Repeat the listing word for word. No pictures belong in the copy.
##### Listed entries #####
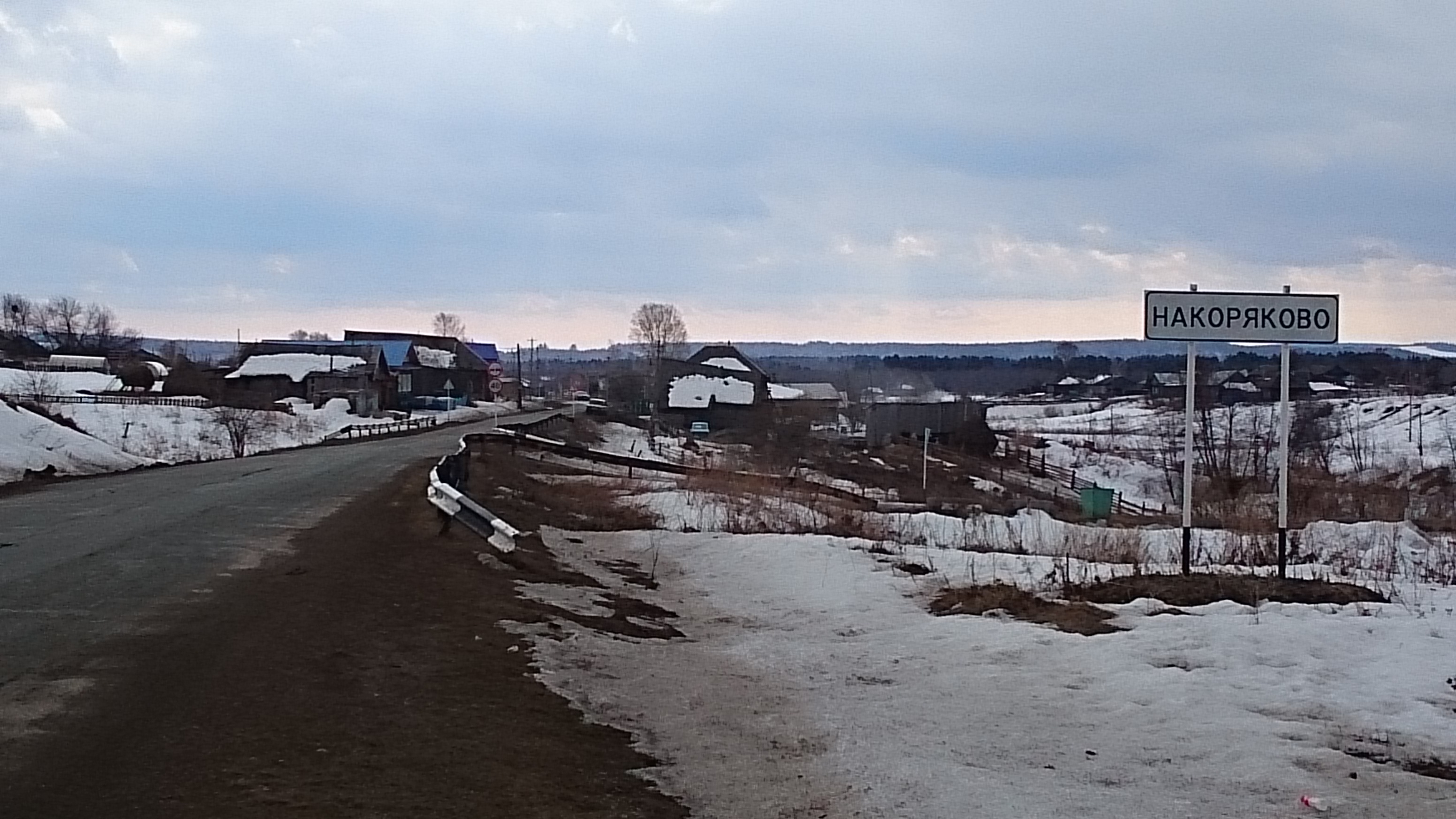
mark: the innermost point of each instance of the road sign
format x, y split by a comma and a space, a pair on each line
1187, 315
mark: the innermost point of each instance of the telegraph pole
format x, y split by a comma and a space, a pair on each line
1190, 395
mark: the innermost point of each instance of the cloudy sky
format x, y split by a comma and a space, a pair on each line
922, 171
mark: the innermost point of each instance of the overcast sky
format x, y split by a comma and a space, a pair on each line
922, 171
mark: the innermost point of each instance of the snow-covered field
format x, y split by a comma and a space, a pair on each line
30, 442
813, 682
624, 439
1117, 444
25, 382
177, 435
1371, 551
124, 436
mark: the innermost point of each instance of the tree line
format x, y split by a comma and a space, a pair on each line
66, 326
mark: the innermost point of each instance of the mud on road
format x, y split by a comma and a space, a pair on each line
362, 675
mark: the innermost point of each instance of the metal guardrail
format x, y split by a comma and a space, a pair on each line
445, 478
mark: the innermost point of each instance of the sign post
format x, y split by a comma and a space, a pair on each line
1283, 318
1190, 398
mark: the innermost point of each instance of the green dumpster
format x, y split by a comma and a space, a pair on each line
1097, 503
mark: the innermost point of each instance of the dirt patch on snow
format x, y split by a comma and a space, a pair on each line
1200, 589
1078, 617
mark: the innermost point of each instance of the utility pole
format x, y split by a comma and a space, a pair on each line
925, 463
1283, 456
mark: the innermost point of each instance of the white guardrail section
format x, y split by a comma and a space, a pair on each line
452, 502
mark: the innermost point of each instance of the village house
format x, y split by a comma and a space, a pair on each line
270, 372
429, 366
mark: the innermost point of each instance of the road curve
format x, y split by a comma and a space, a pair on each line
88, 560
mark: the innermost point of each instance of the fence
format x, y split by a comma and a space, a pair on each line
1069, 478
108, 398
370, 431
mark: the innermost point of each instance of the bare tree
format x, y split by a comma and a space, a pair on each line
60, 321
449, 324
243, 426
16, 314
1065, 350
102, 334
1449, 433
309, 336
34, 387
659, 330
1356, 439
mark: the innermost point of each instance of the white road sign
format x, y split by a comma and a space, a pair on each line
1205, 315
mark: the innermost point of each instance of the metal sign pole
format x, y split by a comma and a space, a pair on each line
1190, 393
1283, 456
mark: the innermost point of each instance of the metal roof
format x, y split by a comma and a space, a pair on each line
485, 352
396, 353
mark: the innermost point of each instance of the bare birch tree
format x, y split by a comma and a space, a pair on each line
449, 324
660, 331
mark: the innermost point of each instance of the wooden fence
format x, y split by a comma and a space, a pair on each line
139, 400
1037, 465
370, 431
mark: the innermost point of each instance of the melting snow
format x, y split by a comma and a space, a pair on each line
814, 682
30, 442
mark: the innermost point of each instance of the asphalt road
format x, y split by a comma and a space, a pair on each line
88, 560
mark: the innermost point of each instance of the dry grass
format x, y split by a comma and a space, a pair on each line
1077, 617
1200, 589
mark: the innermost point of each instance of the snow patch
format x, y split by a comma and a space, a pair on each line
727, 364
30, 442
437, 359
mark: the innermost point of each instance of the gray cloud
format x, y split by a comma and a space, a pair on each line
791, 148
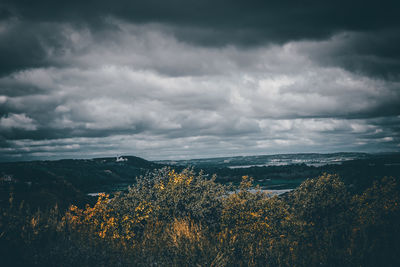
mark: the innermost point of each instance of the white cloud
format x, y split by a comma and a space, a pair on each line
17, 121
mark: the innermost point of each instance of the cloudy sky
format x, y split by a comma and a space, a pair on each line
179, 79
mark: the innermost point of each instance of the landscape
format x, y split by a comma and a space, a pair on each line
245, 210
200, 133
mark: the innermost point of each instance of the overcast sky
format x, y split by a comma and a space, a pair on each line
178, 79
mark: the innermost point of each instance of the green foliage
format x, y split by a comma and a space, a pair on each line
173, 218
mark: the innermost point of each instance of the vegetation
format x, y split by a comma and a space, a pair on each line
170, 218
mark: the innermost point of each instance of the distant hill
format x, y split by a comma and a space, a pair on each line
65, 181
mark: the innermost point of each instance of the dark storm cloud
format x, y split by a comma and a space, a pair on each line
214, 23
170, 79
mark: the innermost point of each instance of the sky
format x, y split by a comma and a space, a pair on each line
179, 79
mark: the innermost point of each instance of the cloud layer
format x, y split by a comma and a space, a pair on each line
78, 80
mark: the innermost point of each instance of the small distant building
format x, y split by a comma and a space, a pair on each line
121, 159
7, 178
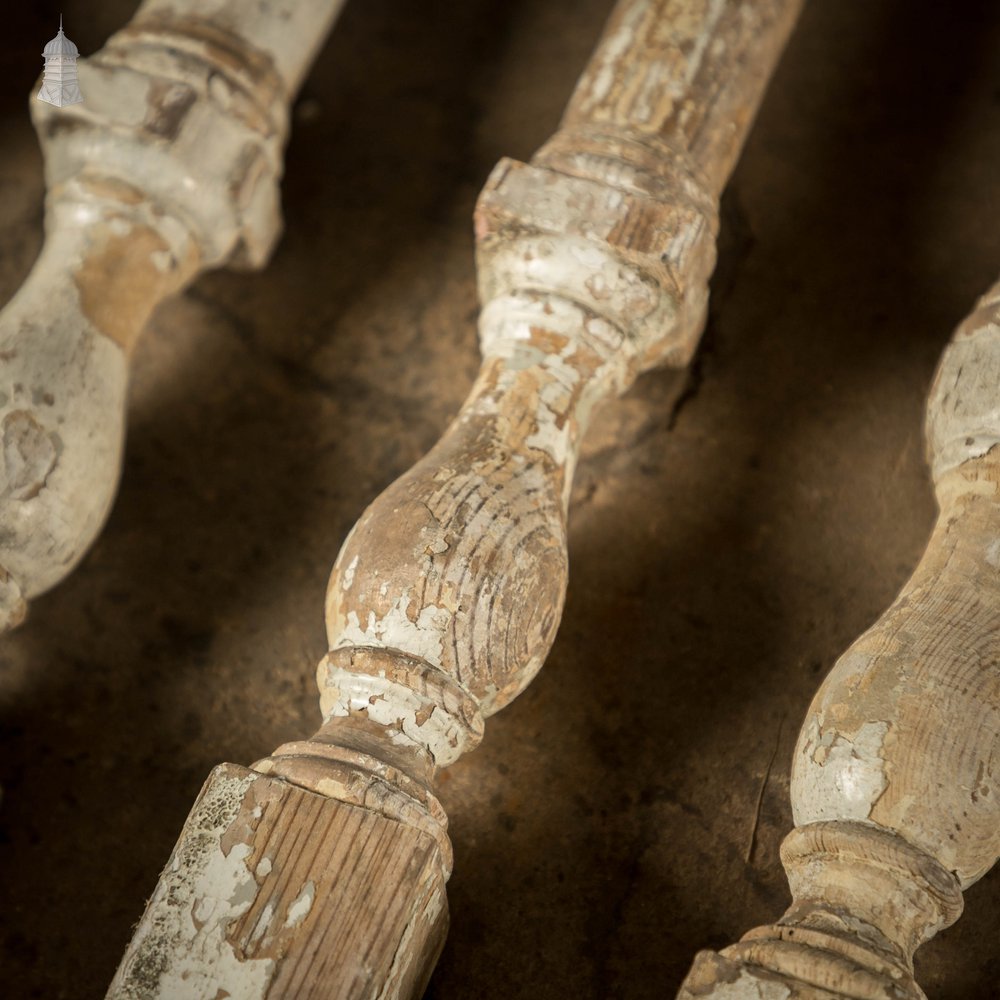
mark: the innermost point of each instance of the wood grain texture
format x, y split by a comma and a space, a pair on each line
170, 166
250, 903
894, 789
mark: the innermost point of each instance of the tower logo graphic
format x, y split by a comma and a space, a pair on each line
60, 85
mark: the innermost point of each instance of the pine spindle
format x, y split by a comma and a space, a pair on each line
444, 600
170, 166
894, 782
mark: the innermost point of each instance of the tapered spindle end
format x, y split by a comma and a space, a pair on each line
13, 607
715, 977
276, 891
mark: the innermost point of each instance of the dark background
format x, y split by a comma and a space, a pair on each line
733, 528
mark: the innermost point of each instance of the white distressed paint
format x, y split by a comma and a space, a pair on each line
301, 905
839, 775
179, 950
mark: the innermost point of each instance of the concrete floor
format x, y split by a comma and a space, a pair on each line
733, 528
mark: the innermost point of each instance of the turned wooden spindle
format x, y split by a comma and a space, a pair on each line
321, 871
170, 166
894, 782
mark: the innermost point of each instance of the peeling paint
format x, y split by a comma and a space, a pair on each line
180, 951
301, 905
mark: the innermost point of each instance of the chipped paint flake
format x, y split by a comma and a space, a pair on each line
180, 950
301, 905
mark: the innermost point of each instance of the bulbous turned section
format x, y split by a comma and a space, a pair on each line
863, 900
64, 343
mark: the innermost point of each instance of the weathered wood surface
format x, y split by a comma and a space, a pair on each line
894, 790
445, 598
170, 166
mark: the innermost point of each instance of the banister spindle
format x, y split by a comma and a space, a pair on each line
321, 871
894, 781
169, 166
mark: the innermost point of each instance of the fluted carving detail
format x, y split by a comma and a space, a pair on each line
894, 794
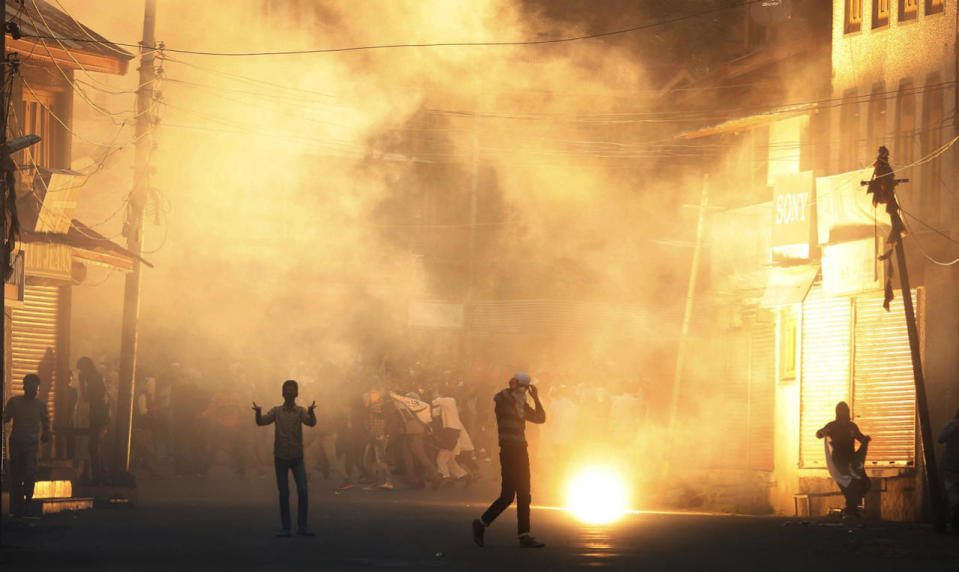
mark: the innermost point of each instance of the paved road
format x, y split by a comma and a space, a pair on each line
228, 525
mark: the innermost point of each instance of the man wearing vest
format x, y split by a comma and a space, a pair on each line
512, 413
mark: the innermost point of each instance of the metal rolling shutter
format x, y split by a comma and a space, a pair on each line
826, 348
762, 385
884, 393
34, 340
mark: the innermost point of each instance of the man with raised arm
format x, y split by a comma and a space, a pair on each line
512, 413
288, 454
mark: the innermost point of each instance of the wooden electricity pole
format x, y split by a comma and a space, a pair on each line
688, 310
922, 405
134, 234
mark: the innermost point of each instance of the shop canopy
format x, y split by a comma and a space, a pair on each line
87, 245
789, 284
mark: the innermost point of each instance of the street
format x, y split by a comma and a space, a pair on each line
226, 524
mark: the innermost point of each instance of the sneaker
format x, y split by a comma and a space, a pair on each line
527, 541
479, 529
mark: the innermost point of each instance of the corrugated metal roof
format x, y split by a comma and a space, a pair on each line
750, 121
50, 21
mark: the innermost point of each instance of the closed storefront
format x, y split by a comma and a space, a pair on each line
34, 333
744, 401
826, 349
855, 351
884, 394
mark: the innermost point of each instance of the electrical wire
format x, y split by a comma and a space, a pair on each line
929, 226
647, 26
925, 254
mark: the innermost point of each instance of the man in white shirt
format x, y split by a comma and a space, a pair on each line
288, 454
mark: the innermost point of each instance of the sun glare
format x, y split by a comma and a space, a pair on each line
597, 495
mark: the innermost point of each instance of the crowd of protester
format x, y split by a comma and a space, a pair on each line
378, 427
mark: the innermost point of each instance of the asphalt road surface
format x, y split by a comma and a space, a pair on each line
#####
Correct result:
mark: the innermost point of each instance of the road sign
format x, y split by a comma and a space, a pair on each line
1187, 315
mark: the innermost point of each instance of the telegraph pole
format x, y split by a comma and a space, a pair on each line
1190, 395
mark: the innermost point of each instance of the cloudy sky
format x, y split by a comma and a space, a pair on each line
922, 171
mark: the innermost point of each instance of the overcast sky
format x, y split by a comma and a space, a pair on each line
922, 171
mark: the innermost point of each instance of the snow-covered field
format x, y split by a comma and a space, a pair on each line
30, 442
813, 682
624, 439
1117, 444
25, 382
177, 435
1371, 551
124, 436
mark: the innermost point of each instance of the tree line
format x, y split by a comma and a space, a pair on each line
66, 326
mark: the innermost point of each instance of the mud on road
format x, y split by a comma and a space, a pair on each line
362, 675
mark: the innermost point of each instance of the metal guardrail
format x, y split by a comma and a space, a pair on each line
445, 478
mark: the innermost point of each instance of the sign post
format x, y split by a comma and a space, a pair on each line
1283, 318
1190, 398
mark: the innermost point of each instance of the green dumpster
format x, y split by a comma and a space, a pair on each line
1097, 503
mark: the innermost point of each instance of the dirt patch on snow
format x, y split by a comma and a space, a pair on each line
1200, 589
1078, 617
mark: the innermost point of each instance of the utility pole
format x, y split by a comma and a space, a pair on each line
925, 463
1283, 456
mark: the innermost point of each instance of the white guardrail section
format x, y split by a comma and a space, a pair on each line
452, 502
mark: the innermost point of each instance of the village house
format x, y split by a comma and a space, a pair on each line
270, 372
429, 366
mark: the innermost point of each instance of the road curve
format x, y split by a comma and a space, a pair on each line
88, 560
mark: the innermost point of each instance of the fence
format x, y split by a comma and a space, a pair on each line
1069, 478
108, 398
370, 431
mark: the innermost point of each instance of the bare tree
format x, y split by a comma and a space, a pair on each line
60, 321
449, 324
243, 426
16, 314
1065, 350
102, 334
1449, 433
309, 336
34, 387
659, 330
1356, 439
mark: the innermost point of each instance of the white road sign
format x, y split by a comma and a space, a pair on each line
1205, 315
mark: the innermost point of each instance of the metal sign pole
format x, y split by a comma and a space, a pair on each line
1190, 393
1283, 456
mark: the innermost point of each instance of the metal roof
format x, y split by a comma and a space, a pair on each line
485, 352
396, 353
mark: the innermost point of each instance of the bare birch tree
format x, y split by a comma and a space, a pair on each line
449, 324
660, 331
mark: the innermost point of each instance of the wooden fence
format x, y split by a comma and a space, a pair on each line
139, 400
1037, 465
370, 431
mark: the innermost point of each instance of the melting snow
format x, y split by a comma and a space, a pair on each line
814, 682
30, 442
mark: the innermost point of each instance of the asphalt road
format x, y split by a comma and a space, a pair on each line
88, 560
mark: the innermost point of each instance of the dry grass
format x, y split by a comma and a space, a pair on each line
1077, 617
1200, 589
mark: the innermost point of each instance of the snow patch
format x, y split by a comma and a space, a pair on each line
727, 364
30, 442
437, 359
mark: the innermost point of each instance of the gray cloud
format x, y split by a comma and a space, a pair on each line
791, 148
mark: the innermost point of each instance of the white cloud
format x, y split by a comma and a space, a pair on each line
17, 121
mark: the innermost point of each instance of the cloudy sky
format x, y split by a comma and a space, a pair on each line
179, 79
mark: the innermost point of each instance of the landscape
format x, y split by a comma and a space, a pair on each line
245, 210
200, 133
mark: the innermost point of each instance of the overcast sky
format x, y split by a comma and a space, a pair on each line
178, 79
mark: the innermost point of each instance of the green foliage
format x, y split by a comma and a space, a pair on each line
173, 218
mark: the innermost point of each instance of the vegetation
format x, y split by a comma and a space, a pair on each line
170, 218
mark: the innermost point of each instance of the distant hill
format x, y split by a comma and a space, a pair on each line
65, 181
mark: the innermost point of each instance of the dark storm cloud
format x, y split by a comma and a space, a pair on each line
214, 23
170, 79
mark: the innermost point of each instance of the sky
format x, y split by a comma and a space, a pair on each line
179, 79
mark: the innermost point of each instance of the cloud layer
format x, y split by a comma and a space, a pair on each line
78, 80
mark: the innermost point of each instance of the small distant building
format x, y split by a comma and a space, a pair on each line
121, 159
7, 178
mark: the innermost point of each instance of the wood grain texture
format x, y split by a comma and a space, a pair on each line
170, 166
250, 903
894, 789
mark: the innermost point of each instance of the tower logo graphic
format x, y split by a comma and a space, a pair on each line
60, 85
mark: the innermost point of each instance of the pine spindle
format x, y split by a comma and a space, a pair on each line
444, 600
170, 166
894, 782
mark: the innermost point of each instance of the tapered spindle end
format x, y split by a comma and a space, a pair on each line
13, 607
715, 977
276, 891
mark: the innermost point of each instance of the dark background
format x, y split by a comma and a space, a pair on each line
733, 528
mark: the innermost point of each instance of the white distressed paint
format x, y split by a comma and a space, a pair on each line
301, 905
839, 775
179, 950
mark: the innermost point of each instance of the concrete floor
format x, y split by a comma and a space, a pair on each line
733, 528
mark: the innermost point of each instance of the turned wooden spindle
format x, y split by a comma and a space, a pair on each line
321, 871
170, 166
894, 782
mark: the innermost point of each instance of the peeling paint
format x, y split by a comma and a space, a pair on each line
180, 951
301, 905
mark: the innermost point of each instance of the chipped paint flake
format x, y split by a comma and a space, a pair on each line
180, 950
301, 905
mark: the innermost point of each instance of the bulbous turned section
format x, y split by a comma and a space, a pair on each line
863, 900
64, 343
mark: the innermost point of each instance of the weathered wood surface
format x, y split by a comma and a space, a pair on each line
894, 790
445, 598
170, 166
mark: the innermost point of each instance of the banister spindle
format x, y split by a comma and a space, a pair on each line
321, 871
894, 781
169, 166
mark: the innermost point of each instance of the fluted carving detail
format x, y split by a comma and a space, a pair on each line
894, 794
mark: the innermost point of each instance of the paved road
format x, y split by a comma and a space, a pair on each line
228, 525
mark: the innermost point of each instance of the man wearing vest
format x, y split by a comma and a space, a pair on each line
512, 413
mark: the innermost point of each instance of the metal rolling shutter
format x, y split by a comma and a space, a pair on each line
826, 348
762, 385
884, 393
34, 340
mark: the innermost point of each instance of the man with raised arm
format x, y split by a comma and a space, a pair on each line
512, 413
288, 454
mark: the innermost point of each instance of the wooden electricity pole
format x, y split by a comma and a space, a pair on each line
688, 310
922, 405
134, 234
mark: the innermost point of each instance of the shop canopy
format x, y split by a comma and a space, a pair on each line
87, 245
789, 284
mark: the innermost point of each instance of the street
format x, y split by a comma and a space, a pair on each line
226, 524
mark: the innermost point of each instance of the sneaker
format x, y split by a comma and a space, a pair on each line
527, 541
479, 529
mark: the innermost point of each instance of the corrugated metal roof
format x, y split by a comma and a space, a pair on each line
750, 121
50, 21
mark: the innermost point of each instance of the closed storefront
format x, y split by a comma and a space, a pair on each line
34, 333
744, 401
826, 349
855, 351
884, 394
mark: the innermost point of each instance of the electrical wire
format x, y split by a comma and a space, a pair on each line
929, 226
647, 26
925, 254
mark: the innermost point of each instance of the man in white shirt
format x, y split by a comma and a space, a pair on each line
288, 454
mark: the innermost point of each instance of the sun glare
format x, y split by a comma and a space, a pair on each line
597, 495
mark: the innermost point of each instance of the crowd of protester
format x, y split by a comma and a space, a pair on each line
378, 427
mark: the innermost point of each instance of the asphalt road surface
format x, y split by a comma and a space, a pair on each line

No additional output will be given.